>> START Material for the task

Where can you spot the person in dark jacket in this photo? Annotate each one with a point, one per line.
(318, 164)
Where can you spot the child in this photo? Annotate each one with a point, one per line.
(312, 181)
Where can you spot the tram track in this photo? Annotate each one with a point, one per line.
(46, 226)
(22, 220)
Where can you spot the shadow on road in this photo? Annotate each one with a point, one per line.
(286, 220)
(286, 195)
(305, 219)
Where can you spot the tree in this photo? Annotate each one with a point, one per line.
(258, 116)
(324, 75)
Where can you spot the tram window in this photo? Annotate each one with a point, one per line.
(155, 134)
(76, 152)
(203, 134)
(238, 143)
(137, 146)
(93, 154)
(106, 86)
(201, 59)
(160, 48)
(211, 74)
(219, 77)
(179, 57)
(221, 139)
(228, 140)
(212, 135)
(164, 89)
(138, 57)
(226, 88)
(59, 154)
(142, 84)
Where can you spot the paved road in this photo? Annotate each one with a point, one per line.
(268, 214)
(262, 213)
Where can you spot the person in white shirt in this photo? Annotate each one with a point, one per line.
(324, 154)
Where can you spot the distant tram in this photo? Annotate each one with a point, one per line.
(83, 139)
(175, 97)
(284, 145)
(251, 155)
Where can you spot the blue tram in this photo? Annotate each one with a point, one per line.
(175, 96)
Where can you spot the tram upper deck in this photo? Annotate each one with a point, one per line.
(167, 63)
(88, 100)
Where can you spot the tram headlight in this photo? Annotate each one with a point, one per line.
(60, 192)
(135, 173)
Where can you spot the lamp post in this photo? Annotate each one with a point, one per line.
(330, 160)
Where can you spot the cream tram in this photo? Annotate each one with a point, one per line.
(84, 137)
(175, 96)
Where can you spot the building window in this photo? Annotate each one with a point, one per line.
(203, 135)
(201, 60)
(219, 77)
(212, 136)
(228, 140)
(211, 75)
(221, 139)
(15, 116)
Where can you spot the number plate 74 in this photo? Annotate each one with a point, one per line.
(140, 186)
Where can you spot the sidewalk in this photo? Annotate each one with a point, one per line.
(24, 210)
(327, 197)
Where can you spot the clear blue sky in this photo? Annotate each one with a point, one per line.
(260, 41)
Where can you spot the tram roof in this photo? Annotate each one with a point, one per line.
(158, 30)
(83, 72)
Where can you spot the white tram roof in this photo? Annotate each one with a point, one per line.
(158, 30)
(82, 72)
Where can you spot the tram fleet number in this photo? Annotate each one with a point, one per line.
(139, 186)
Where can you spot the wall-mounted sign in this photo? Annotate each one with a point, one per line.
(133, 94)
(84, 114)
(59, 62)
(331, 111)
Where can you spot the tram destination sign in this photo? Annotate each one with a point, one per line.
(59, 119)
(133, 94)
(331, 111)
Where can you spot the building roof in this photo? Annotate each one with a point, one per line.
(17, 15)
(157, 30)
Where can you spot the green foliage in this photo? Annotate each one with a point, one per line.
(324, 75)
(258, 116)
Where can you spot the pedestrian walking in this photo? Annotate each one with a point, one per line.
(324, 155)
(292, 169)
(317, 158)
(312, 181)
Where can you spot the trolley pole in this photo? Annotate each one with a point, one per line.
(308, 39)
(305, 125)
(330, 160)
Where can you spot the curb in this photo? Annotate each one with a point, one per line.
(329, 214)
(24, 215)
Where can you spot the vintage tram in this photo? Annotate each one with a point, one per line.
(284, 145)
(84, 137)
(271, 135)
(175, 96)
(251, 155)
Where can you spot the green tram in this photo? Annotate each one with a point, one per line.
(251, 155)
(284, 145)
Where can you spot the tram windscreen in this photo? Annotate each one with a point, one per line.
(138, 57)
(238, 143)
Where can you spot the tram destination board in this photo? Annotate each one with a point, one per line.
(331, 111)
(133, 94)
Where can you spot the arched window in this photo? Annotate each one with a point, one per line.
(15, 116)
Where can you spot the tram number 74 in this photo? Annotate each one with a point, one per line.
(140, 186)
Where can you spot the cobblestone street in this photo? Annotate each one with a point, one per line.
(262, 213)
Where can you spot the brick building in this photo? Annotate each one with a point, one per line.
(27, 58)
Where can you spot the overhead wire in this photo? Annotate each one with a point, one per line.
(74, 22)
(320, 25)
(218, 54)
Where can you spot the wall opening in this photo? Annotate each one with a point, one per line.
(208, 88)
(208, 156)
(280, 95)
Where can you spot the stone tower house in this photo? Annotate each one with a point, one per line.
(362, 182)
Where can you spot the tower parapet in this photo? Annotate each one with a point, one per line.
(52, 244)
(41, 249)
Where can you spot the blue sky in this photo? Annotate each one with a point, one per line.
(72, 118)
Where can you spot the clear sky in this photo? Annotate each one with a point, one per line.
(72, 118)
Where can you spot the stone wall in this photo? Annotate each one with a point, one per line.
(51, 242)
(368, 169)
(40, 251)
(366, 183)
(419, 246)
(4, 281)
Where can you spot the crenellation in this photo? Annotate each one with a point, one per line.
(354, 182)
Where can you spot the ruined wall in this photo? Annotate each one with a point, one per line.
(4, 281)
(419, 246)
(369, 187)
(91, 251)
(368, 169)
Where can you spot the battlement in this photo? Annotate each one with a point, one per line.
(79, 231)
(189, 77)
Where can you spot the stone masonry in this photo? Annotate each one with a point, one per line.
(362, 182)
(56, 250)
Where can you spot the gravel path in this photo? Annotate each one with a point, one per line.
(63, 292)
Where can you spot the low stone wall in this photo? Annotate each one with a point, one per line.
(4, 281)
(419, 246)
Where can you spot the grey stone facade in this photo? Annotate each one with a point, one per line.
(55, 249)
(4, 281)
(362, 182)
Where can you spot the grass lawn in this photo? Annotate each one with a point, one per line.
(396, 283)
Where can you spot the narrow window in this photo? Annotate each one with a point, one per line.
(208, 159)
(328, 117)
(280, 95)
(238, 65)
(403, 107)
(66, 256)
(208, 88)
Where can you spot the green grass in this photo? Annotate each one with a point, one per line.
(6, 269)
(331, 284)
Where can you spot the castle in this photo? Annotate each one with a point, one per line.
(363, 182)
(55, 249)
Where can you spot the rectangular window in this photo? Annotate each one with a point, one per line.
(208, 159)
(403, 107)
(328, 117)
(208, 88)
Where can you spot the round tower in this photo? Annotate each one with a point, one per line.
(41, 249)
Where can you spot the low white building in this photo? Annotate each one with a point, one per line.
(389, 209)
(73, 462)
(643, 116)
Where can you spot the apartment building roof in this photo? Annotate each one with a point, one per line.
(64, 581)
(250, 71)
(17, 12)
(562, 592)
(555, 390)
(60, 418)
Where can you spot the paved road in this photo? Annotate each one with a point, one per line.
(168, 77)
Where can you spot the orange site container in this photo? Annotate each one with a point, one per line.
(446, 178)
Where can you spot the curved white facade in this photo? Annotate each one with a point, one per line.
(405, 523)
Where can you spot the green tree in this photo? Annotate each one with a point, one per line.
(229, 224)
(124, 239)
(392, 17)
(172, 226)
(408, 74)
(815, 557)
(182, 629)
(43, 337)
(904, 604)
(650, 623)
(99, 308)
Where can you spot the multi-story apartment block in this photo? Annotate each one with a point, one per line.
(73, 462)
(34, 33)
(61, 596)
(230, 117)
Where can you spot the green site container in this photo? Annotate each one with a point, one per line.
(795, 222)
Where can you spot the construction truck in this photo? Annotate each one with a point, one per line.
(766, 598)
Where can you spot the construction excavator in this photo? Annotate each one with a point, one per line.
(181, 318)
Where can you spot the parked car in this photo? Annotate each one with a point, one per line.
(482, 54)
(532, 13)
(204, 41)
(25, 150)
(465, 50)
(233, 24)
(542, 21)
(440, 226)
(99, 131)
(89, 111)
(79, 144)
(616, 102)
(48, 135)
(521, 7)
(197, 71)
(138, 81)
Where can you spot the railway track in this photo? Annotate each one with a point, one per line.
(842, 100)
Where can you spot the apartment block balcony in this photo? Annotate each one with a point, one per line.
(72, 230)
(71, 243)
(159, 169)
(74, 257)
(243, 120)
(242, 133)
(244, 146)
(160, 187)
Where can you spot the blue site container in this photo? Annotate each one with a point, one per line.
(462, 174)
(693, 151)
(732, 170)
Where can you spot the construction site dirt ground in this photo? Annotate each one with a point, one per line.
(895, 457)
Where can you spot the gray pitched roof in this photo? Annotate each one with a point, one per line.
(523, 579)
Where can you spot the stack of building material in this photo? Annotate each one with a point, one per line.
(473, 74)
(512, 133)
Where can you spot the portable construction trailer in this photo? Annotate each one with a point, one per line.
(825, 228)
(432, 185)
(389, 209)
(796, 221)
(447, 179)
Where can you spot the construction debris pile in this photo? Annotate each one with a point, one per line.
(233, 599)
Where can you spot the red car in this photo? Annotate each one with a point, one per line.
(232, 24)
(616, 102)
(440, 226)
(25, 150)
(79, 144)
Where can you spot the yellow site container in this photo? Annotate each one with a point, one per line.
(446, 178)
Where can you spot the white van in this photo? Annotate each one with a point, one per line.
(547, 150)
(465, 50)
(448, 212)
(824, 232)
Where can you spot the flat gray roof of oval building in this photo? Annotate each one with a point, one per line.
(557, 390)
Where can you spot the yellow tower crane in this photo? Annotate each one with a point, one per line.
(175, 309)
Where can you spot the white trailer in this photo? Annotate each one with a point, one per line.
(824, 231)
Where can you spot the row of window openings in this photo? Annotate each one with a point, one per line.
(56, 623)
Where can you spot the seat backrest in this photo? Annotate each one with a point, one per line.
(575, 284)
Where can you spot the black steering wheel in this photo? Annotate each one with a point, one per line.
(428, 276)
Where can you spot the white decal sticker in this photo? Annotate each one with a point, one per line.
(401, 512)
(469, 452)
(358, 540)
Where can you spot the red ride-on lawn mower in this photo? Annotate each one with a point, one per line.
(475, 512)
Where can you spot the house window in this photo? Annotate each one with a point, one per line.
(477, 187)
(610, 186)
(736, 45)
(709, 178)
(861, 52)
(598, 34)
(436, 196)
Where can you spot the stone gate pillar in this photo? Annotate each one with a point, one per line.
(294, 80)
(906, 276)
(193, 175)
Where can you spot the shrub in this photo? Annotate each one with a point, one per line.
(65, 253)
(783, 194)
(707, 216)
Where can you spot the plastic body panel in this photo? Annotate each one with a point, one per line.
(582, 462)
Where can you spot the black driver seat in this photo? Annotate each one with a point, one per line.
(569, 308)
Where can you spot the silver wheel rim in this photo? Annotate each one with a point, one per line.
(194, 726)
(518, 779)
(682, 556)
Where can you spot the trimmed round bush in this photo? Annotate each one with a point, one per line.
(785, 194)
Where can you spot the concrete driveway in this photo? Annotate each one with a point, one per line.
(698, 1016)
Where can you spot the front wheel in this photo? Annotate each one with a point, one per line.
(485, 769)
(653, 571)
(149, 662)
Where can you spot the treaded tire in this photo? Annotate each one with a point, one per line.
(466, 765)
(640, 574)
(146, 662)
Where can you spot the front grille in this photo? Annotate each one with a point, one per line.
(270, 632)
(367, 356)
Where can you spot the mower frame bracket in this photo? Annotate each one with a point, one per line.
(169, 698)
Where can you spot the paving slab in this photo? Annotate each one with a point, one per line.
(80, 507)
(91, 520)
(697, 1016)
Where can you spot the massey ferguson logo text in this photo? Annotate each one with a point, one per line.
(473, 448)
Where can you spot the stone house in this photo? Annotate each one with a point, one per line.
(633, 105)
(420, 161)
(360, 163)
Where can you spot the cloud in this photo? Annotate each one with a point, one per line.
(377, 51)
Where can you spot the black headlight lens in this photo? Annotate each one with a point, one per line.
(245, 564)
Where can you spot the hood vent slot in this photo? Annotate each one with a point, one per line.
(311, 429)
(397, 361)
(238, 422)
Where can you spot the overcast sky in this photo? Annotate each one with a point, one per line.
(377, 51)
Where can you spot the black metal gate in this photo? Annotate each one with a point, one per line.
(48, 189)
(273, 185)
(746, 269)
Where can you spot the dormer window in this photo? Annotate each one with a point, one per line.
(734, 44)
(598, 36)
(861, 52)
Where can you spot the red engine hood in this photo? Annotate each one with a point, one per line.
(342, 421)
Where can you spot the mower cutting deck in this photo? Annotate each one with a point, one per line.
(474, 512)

>> END Material for the task

* _Exercise brief_: Starting at the line that contains "Where can you spot the mower cutting" and going through the last line of the items, lay out those lines as a numbered list with blank lines omitted.

* _Worked solution_:
1. Where can you spot the mower cutting deck in this photo? Annotate each one with a point, one per line.
2. (474, 512)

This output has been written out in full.